PROBLEM REQUIREMENTS:
Locate each line of the listing below that contains the string "mask" and copy those lines. Case matters when matching.

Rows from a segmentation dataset
<<<<

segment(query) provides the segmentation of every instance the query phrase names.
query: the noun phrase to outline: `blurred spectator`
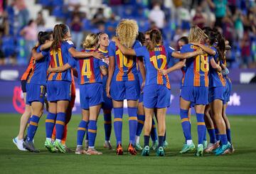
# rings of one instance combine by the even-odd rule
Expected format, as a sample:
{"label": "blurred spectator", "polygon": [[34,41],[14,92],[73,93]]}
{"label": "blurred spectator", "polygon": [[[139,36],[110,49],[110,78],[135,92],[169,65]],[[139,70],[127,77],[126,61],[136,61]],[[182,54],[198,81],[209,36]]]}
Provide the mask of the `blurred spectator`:
{"label": "blurred spectator", "polygon": [[194,26],[198,26],[200,28],[205,26],[206,18],[202,13],[202,8],[201,6],[196,7],[196,15],[193,16],[192,23]]}
{"label": "blurred spectator", "polygon": [[223,18],[226,14],[227,0],[207,0],[210,6],[214,9],[216,17],[215,26],[223,28]]}
{"label": "blurred spectator", "polygon": [[256,6],[251,7],[248,11],[247,18],[249,20],[250,31],[256,35]]}
{"label": "blurred spectator", "polygon": [[242,67],[250,67],[250,64],[252,62],[251,57],[251,42],[249,37],[249,33],[245,32],[242,39],[241,40],[241,58]]}
{"label": "blurred spectator", "polygon": [[92,23],[97,27],[98,27],[101,24],[105,24],[107,21],[107,18],[105,17],[103,12],[103,9],[98,9],[97,12],[95,14],[92,19]]}
{"label": "blurred spectator", "polygon": [[68,0],[68,10],[70,11],[73,11],[75,8],[80,6],[80,0]]}
{"label": "blurred spectator", "polygon": [[78,14],[73,16],[70,23],[72,40],[74,41],[76,48],[80,50],[82,40],[82,18]]}
{"label": "blurred spectator", "polygon": [[24,0],[14,0],[14,7],[17,9],[18,13],[18,21],[19,27],[22,28],[25,26],[29,20],[29,12],[26,6]]}
{"label": "blurred spectator", "polygon": [[33,20],[30,20],[28,25],[20,33],[25,39],[25,57],[28,61],[30,59],[31,50],[35,46],[37,40],[37,31],[36,22]]}
{"label": "blurred spectator", "polygon": [[203,15],[206,18],[206,21],[205,26],[213,28],[216,21],[214,13],[212,12],[209,4],[207,3],[207,1],[203,1],[201,4],[201,6],[203,12]]}
{"label": "blurred spectator", "polygon": [[223,18],[223,36],[225,38],[229,41],[230,46],[233,45],[234,38],[234,23],[232,20],[232,14],[230,12],[228,12],[227,15]]}
{"label": "blurred spectator", "polygon": [[242,14],[240,9],[237,9],[233,16],[233,22],[235,29],[235,38],[240,40],[242,38],[244,28],[242,24]]}
{"label": "blurred spectator", "polygon": [[118,22],[116,20],[116,16],[114,13],[112,13],[110,18],[107,21],[105,27],[107,33],[110,37],[114,35],[115,28],[117,26]]}
{"label": "blurred spectator", "polygon": [[36,17],[36,22],[38,26],[38,32],[41,31],[43,31],[46,30],[45,28],[46,21],[43,18],[43,12],[41,11],[38,13],[38,16]]}
{"label": "blurred spectator", "polygon": [[0,30],[4,35],[9,33],[9,23],[8,21],[8,14],[6,11],[0,14]]}
{"label": "blurred spectator", "polygon": [[5,56],[4,50],[2,50],[2,36],[4,31],[0,30],[0,65],[4,65],[5,64]]}
{"label": "blurred spectator", "polygon": [[164,13],[160,8],[160,4],[154,4],[153,9],[149,11],[149,19],[156,23],[156,27],[163,33],[164,27]]}

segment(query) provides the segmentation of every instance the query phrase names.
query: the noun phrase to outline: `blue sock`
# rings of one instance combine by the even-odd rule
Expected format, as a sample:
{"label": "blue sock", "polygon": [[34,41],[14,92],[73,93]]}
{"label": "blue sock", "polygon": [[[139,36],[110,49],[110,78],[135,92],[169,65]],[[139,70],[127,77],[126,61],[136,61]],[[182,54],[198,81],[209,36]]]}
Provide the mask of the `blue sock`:
{"label": "blue sock", "polygon": [[77,145],[78,146],[82,146],[82,140],[85,137],[86,127],[87,126],[88,122],[85,121],[85,120],[81,120],[79,124],[78,128],[78,138],[77,138]]}
{"label": "blue sock", "polygon": [[[88,130],[88,123],[86,126],[86,130]],[[88,141],[88,131],[86,131],[85,140]]]}
{"label": "blue sock", "polygon": [[28,123],[27,123],[27,136],[28,136],[28,128],[29,128],[29,123],[31,120],[31,118],[32,118],[32,116],[31,116],[29,118],[28,118]]}
{"label": "blue sock", "polygon": [[209,134],[209,136],[210,136],[210,143],[216,143],[217,140],[216,140],[216,136],[215,134],[214,129],[213,129],[213,128],[208,129],[207,131],[208,131],[208,132]]}
{"label": "blue sock", "polygon": [[215,130],[215,136],[216,136],[216,140],[220,141],[220,134],[219,134],[218,128],[215,128],[214,130]]}
{"label": "blue sock", "polygon": [[159,136],[159,147],[163,147],[164,136]]}
{"label": "blue sock", "polygon": [[232,142],[231,142],[231,132],[230,132],[230,129],[226,129],[226,132],[227,132],[228,141],[230,143],[232,143]]}
{"label": "blue sock", "polygon": [[186,141],[191,140],[191,126],[188,117],[188,110],[180,109],[182,129],[185,136]]}
{"label": "blue sock", "polygon": [[137,124],[137,130],[136,131],[136,136],[139,136],[142,134],[144,123],[145,121],[145,115],[138,115],[138,124]]}
{"label": "blue sock", "polygon": [[203,144],[204,134],[206,133],[206,124],[204,121],[204,114],[196,113],[198,122],[198,144]]}
{"label": "blue sock", "polygon": [[36,115],[32,116],[29,123],[29,127],[28,129],[28,136],[27,136],[28,141],[33,141],[33,137],[35,136],[36,134],[36,129],[38,126],[39,120],[40,120],[40,116]]}
{"label": "blue sock", "polygon": [[88,124],[89,147],[94,147],[97,135],[97,121],[90,120]]}
{"label": "blue sock", "polygon": [[128,107],[129,143],[133,145],[135,144],[135,136],[138,124],[137,111],[137,107]]}
{"label": "blue sock", "polygon": [[144,147],[149,145],[149,136],[144,136]]}
{"label": "blue sock", "polygon": [[227,134],[220,134],[220,138],[221,144],[227,144],[228,143]]}
{"label": "blue sock", "polygon": [[105,141],[110,141],[112,129],[111,113],[104,114],[104,129],[105,132]]}
{"label": "blue sock", "polygon": [[65,113],[58,112],[57,113],[55,128],[56,128],[56,139],[61,140],[65,126]]}
{"label": "blue sock", "polygon": [[152,141],[154,142],[157,140],[157,131],[156,127],[156,123],[154,119],[152,119],[152,127],[151,127],[151,131],[150,132],[150,136],[151,137]]}
{"label": "blue sock", "polygon": [[122,144],[122,115],[124,109],[122,107],[114,108],[114,130],[117,138],[117,145]]}
{"label": "blue sock", "polygon": [[207,137],[206,137],[206,127],[205,132],[204,132],[204,134],[203,134],[203,141],[207,141]]}
{"label": "blue sock", "polygon": [[46,119],[46,138],[51,138],[57,114],[49,112]]}

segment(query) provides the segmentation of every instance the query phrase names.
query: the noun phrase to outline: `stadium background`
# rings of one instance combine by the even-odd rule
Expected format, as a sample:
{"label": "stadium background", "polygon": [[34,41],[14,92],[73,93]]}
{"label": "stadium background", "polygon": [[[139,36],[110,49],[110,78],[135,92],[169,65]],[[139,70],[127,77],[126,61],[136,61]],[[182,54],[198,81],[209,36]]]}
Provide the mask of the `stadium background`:
{"label": "stadium background", "polygon": [[[89,32],[105,31],[110,38],[122,18],[134,18],[139,31],[158,28],[164,42],[178,50],[177,40],[193,25],[217,26],[232,47],[227,54],[233,84],[228,114],[256,115],[256,6],[253,0],[8,0],[0,1],[0,113],[22,113],[19,79],[36,43],[37,33],[67,23],[78,50]],[[158,8],[159,6],[160,8]],[[215,6],[215,9],[214,9]],[[25,29],[24,29],[25,28]],[[29,32],[26,32],[28,31]],[[181,72],[172,73],[171,105],[178,114]],[[79,90],[77,89],[77,96]],[[79,97],[75,113],[80,113]]]}
{"label": "stadium background", "polygon": [[[225,5],[223,1],[228,4]],[[160,4],[160,9],[153,8],[155,2]],[[220,11],[215,11],[213,4]],[[73,152],[49,153],[43,147],[46,112],[35,136],[35,145],[41,152],[35,154],[17,150],[11,139],[17,135],[20,113],[24,107],[19,79],[27,66],[37,33],[52,30],[56,23],[67,23],[80,49],[79,43],[89,32],[105,31],[110,37],[114,35],[115,26],[123,18],[136,19],[139,31],[143,32],[156,27],[160,28],[165,43],[175,48],[177,39],[187,36],[191,26],[197,23],[200,26],[219,26],[232,46],[227,58],[233,89],[227,114],[231,124],[235,153],[223,156],[204,154],[203,158],[194,157],[194,152],[178,153],[184,141],[178,116],[180,71],[171,75],[171,104],[166,116],[169,146],[164,158],[156,157],[154,152],[149,158],[127,154],[117,156],[114,151],[103,148],[102,114],[97,123],[95,145],[102,156],[78,156]],[[32,25],[26,28],[31,35],[24,35],[22,30],[31,19],[34,23],[31,22]],[[254,0],[0,0],[1,173],[255,173],[255,33]],[[66,143],[71,149],[75,148],[80,119],[78,92],[77,90],[75,114],[68,124]],[[129,143],[127,121],[124,116],[124,149]],[[192,116],[191,122],[196,143],[195,116]],[[111,141],[114,145],[114,130]]]}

>>>>

ANSWER TO THIS EXERCISE:
Provide the mask of the `blurred spectator`:
Provide the mask of the `blue sock`:
Provide the mask of the `stadium background`:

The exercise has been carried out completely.